__Work to complete__
Rewrite the items from their start through the line containing "target: **short sleeve dress**", changing "segment" to "outline" and keeping everything else unchanged.

__Data for this task__
start
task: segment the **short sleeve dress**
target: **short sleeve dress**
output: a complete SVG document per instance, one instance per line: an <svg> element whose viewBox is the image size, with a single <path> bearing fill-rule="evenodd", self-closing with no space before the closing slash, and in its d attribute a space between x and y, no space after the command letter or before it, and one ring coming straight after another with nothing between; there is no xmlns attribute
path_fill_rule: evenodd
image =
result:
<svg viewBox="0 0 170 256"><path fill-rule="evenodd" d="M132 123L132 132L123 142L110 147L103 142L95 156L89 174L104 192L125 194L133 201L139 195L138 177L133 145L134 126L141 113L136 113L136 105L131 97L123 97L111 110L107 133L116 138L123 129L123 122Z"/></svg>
end
__Expected answer__
task: outline the **short sleeve dress**
target: **short sleeve dress**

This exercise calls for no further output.